Instructions for the task:
Rewrite the listing from the line with "If you could segment every instance of the **backyard" to the line with "[[[71,23],[64,23],[66,26],[68,26],[68,27],[72,27],[72,24]]]", both lines included, keeping the requests and multiplying every coordinate in the answers by 0.65, rounded to whole numbers with halves rounded up.

Data records:
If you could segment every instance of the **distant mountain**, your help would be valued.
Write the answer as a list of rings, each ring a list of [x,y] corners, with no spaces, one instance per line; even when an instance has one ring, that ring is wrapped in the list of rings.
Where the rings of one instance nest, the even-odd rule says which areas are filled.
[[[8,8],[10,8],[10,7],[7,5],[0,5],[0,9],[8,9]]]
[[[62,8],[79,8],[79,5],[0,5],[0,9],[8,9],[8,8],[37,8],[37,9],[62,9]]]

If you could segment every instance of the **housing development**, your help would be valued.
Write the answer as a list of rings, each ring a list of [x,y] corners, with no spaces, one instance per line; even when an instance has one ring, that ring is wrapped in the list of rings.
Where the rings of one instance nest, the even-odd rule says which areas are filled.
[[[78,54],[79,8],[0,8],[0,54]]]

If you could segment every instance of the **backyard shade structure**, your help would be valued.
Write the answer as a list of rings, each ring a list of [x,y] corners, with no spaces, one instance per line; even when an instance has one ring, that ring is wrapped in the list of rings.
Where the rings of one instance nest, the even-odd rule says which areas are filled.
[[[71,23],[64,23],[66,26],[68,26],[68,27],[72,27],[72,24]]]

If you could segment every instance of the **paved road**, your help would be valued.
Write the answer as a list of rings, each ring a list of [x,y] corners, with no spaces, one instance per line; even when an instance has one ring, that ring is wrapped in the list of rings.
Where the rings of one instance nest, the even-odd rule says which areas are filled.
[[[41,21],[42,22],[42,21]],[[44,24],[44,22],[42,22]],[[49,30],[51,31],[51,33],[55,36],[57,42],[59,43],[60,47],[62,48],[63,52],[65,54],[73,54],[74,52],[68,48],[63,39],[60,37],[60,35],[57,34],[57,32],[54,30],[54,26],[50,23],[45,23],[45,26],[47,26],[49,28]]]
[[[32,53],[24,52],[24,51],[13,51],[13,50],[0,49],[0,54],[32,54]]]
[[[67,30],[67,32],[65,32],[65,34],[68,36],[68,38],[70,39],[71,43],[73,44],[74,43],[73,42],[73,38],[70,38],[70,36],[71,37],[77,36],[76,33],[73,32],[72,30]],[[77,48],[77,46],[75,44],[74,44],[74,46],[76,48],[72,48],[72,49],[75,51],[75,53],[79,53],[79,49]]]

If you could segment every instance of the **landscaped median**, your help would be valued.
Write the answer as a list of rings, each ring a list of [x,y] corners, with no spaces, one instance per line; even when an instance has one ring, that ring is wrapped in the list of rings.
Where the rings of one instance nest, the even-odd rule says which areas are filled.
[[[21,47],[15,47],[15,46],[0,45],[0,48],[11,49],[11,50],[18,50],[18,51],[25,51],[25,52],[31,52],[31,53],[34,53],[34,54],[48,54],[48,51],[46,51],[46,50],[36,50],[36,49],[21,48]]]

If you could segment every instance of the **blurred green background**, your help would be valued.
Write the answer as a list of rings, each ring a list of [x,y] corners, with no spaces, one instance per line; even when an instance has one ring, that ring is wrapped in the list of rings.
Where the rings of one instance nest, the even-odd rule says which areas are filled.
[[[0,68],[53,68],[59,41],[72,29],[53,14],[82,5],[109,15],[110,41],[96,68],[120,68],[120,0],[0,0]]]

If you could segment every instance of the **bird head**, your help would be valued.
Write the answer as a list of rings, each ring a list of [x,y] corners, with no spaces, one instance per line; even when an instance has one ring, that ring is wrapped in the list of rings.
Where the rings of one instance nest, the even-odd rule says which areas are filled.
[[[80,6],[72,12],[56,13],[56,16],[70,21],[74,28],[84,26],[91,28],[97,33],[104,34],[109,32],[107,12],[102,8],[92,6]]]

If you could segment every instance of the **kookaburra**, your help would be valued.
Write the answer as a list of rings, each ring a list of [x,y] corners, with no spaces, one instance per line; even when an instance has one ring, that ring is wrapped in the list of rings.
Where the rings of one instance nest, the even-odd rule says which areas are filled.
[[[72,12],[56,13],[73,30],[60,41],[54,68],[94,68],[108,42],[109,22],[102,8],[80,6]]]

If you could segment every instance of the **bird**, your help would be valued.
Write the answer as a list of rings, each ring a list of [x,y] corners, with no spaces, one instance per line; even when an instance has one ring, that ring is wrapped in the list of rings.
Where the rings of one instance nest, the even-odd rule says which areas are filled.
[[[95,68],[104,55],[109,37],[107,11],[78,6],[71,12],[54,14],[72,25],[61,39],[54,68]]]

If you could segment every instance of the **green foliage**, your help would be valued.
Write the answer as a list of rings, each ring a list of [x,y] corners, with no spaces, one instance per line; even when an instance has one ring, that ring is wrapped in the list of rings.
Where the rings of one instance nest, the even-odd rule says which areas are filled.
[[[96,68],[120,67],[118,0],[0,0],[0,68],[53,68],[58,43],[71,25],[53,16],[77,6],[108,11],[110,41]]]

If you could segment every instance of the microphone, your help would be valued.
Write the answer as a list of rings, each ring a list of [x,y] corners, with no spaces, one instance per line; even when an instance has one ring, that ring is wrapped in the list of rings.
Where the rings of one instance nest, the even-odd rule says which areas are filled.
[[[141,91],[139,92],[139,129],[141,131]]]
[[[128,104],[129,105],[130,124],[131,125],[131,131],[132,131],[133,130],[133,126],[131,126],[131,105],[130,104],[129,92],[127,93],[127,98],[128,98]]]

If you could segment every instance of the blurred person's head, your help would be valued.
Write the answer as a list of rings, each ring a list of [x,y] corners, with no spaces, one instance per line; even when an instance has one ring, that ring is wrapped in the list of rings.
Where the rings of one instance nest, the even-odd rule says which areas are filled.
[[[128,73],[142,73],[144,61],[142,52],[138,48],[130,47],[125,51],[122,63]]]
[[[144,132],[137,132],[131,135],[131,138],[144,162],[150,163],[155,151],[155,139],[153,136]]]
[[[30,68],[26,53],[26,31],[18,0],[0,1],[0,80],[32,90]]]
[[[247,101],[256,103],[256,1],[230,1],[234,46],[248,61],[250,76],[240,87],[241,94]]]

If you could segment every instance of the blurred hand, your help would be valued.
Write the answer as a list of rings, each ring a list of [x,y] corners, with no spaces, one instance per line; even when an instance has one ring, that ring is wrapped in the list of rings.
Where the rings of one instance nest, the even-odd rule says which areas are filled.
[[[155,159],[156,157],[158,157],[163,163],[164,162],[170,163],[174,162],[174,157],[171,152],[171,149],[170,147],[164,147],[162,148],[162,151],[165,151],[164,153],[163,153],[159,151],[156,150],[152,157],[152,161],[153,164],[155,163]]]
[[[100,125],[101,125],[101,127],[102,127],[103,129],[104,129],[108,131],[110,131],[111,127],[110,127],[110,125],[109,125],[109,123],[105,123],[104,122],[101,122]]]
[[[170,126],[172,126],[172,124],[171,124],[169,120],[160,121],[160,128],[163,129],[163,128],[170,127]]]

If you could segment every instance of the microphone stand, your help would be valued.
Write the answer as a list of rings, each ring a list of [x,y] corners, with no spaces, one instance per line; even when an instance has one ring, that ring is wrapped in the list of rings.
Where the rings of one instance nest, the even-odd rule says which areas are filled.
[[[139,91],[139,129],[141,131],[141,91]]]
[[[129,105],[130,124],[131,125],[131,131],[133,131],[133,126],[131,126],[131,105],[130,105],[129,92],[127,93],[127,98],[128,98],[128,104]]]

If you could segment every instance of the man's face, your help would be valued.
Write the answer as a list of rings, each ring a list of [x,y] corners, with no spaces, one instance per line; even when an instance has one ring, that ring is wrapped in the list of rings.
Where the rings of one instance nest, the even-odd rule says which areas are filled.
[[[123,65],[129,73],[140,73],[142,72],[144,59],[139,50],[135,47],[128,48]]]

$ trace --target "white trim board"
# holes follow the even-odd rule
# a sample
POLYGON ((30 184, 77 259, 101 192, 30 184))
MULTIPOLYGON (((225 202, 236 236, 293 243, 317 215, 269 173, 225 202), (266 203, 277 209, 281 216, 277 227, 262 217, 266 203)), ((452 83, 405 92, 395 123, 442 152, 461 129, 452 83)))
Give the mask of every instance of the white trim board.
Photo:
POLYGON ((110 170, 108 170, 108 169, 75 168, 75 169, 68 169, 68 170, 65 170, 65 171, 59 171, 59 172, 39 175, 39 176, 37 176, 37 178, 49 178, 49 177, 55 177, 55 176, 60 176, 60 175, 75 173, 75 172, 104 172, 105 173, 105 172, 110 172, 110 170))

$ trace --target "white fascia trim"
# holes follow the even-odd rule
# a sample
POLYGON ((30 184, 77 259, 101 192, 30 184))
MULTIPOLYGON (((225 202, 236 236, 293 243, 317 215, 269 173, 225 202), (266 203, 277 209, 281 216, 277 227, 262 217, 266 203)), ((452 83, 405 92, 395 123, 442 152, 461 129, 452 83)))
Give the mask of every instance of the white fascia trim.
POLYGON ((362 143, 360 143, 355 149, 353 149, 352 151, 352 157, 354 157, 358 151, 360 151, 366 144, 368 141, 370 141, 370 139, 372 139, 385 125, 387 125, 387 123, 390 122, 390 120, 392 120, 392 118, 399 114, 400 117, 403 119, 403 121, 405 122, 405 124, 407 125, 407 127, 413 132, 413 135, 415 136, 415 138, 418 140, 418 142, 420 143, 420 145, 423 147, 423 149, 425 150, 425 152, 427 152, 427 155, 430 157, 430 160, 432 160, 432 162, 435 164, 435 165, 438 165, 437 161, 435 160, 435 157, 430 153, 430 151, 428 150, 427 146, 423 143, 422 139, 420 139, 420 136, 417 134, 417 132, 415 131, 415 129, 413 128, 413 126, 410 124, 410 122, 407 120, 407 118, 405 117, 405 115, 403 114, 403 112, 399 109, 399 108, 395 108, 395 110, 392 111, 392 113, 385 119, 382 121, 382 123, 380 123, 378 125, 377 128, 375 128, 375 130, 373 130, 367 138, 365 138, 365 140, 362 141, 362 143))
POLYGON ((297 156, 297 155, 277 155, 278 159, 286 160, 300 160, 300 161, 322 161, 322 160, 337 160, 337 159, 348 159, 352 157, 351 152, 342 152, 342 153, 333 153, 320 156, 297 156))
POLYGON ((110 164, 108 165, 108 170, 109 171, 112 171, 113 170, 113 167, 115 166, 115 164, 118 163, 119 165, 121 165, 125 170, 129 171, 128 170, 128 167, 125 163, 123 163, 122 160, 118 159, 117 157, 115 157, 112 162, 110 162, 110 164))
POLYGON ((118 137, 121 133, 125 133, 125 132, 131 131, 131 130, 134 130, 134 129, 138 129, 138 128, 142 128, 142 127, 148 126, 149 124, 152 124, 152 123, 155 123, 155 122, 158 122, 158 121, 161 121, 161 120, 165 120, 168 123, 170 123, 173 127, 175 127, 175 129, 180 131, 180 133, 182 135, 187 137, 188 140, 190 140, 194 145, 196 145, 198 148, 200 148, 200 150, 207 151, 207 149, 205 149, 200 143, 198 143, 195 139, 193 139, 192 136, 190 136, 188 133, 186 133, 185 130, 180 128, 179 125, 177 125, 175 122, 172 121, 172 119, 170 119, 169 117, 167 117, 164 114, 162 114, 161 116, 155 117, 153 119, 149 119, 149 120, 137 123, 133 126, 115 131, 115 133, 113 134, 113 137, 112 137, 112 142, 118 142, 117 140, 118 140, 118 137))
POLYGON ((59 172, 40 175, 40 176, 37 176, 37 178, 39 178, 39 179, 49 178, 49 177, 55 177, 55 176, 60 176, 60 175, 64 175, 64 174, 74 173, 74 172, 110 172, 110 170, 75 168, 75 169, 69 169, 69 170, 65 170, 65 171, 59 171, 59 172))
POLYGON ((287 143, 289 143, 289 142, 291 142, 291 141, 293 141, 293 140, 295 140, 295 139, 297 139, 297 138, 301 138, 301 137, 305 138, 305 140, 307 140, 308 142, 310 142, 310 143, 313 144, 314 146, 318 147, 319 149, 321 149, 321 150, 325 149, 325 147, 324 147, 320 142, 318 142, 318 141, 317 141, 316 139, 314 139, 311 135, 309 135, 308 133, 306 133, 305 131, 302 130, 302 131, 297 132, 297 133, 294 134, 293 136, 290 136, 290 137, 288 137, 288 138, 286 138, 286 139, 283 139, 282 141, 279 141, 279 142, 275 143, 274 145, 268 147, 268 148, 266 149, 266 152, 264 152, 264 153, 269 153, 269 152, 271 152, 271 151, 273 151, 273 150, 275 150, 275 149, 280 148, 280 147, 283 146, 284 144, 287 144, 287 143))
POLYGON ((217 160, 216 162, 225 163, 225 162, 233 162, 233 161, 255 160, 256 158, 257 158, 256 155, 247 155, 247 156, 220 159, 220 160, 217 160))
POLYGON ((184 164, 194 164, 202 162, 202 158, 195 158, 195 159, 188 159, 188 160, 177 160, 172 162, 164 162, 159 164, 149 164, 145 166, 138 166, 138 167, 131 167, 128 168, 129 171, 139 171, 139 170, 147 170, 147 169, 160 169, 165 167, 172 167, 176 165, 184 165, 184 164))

Solution below:
If you could segment every instance of the **backyard shade structure**, your help would be valued.
Write the answer as a list of rings, each ring a list of [x,y] corners, with no spaces, one instance per line; even when an instance has one ring, that ring is wrapped in the list of rings.
Where the rings of one instance nest, the even-odd rule says which areas are filled.
[[[46,15],[42,15],[43,17],[44,17],[44,18],[47,18],[47,16]]]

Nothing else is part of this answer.